WARNING: reporting restrictions apply to the contents transcribed in this document, because the case concerns sexual offences against children. Reporting restrictions prohibit the publication of the applicable information to the public or any section of the public, in writing, in a broadcast or by means of the internet, including social media. Anyone who receives a copy of this transcript is responsible in law for making sure that applicable restrictions are not breached. A person who breaches a reporting restriction is liable to a fine and/or imprisonment. For guidance on whether reporting restrictions apply, and to what information, ask at the court office or take legal advice.

This Transcript is Crown Copyright.  It may not be reproduced in whole or in part other than in accordance with relevant licence or with the express consent of the Authority.  All rights are reserved.

IN THE COURT OF APPEAL
CRIMINAL DIVISION

CASE NO 202101174/B4-202101590/B4

NCN [2022] EWCA Crim 399

Royal Courts of Justice

Strand

London

WC2A 2LL

Wednesday 9 March 2022

LORD JUSTICE HOLROYDE

MR JUSTICE JULIAN KNOWLES

MR JUSTICE COTTER

REGINA

v

MUHAMMAD HUSSAIN

__________

Computer Aided Transcript of Epiq Europe Ltd,

Lower Ground, 18-22 Furnival Street, London EC4A 1JS

Tel No: 020 7404 1400; Email: rcj@epiqglobal.co.uk (Official Shorthand Writers to the Court)

_________

MR H GRAY appeared on behalf of the Applicant.

Work to complete: Copy out the full Court of Appeal transcript heading word for word, from the reporting-restrictions warning through the line naming counsel for the applicant.

Provided data:

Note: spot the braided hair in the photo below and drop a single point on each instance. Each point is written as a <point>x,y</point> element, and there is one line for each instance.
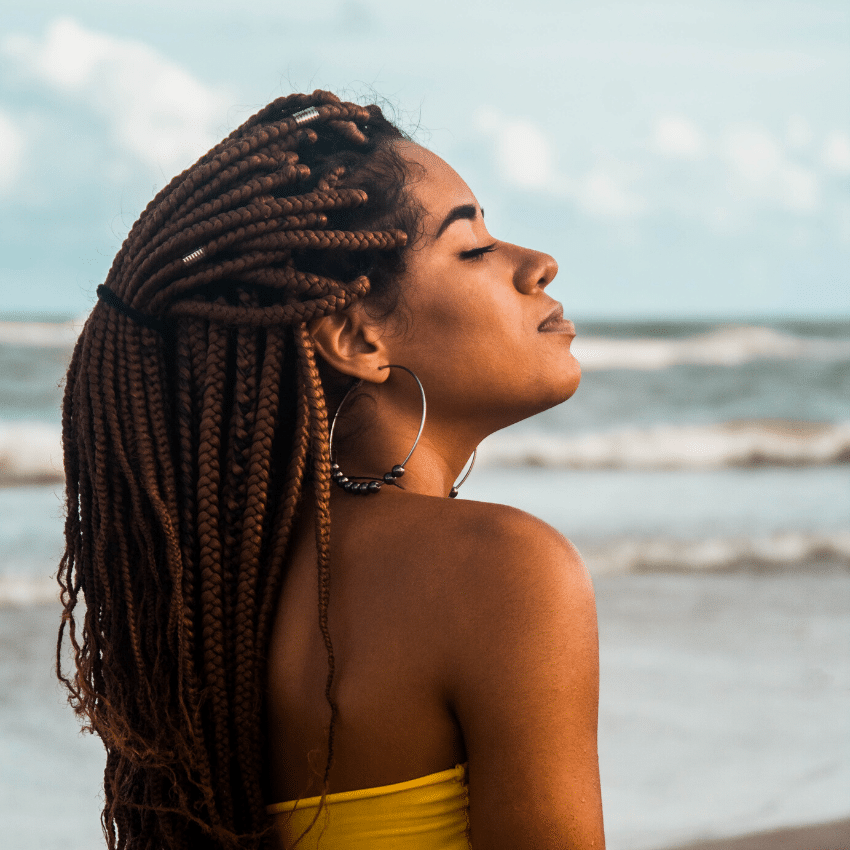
<point>194,425</point>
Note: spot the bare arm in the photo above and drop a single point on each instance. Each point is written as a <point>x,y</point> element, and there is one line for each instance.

Solved problem:
WARNING: reporting restrictions apply to the contents transcribed in this document, because the case concerns sexual offences against children. Reporting restrictions prohibit the publication of the applicable information to the public or any section of the public, in writing, in a broadcast or by means of the internet, including social media. Anyone who receives a copy of this transcript is responsible in law for making sure that applicable restrictions are not breached. A person who breaches a reporting restriction is liable to a fine and/or imprisonment. For guidance on whether reporting restrictions apply, and to what information, ask at the court office or take legal advice.

This Transcript is Crown Copyright.  It may not be reproduced in whole or in part other than in accordance with relevant licence or with the express consent of the Authority.  All rights are reserved.

IN THE COURT OF APPEAL
CRIMINAL DIVISION

CASE NO 202101174/B4-202101590/B4

NCN [2022] EWCA Crim 399

Royal Courts of Justice

Strand

London

WC2A 2LL

Wednesday 9 March 2022

LORD JUSTICE HOLROYDE

MR JUSTICE JULIAN KNOWLES

MR JUSTICE COTTER

REGINA

v

MUHAMMAD HUSSAIN

__________

Computer Aided Transcript of Epiq Europe Ltd,

Lower Ground, 18-22 Furnival Street, London EC4A 1JS

Tel No: 020 7404 1400; Email: rcj@epiqglobal.co.uk (Official Shorthand Writers to the Court)

_________

MR H GRAY appeared on behalf of the Applicant.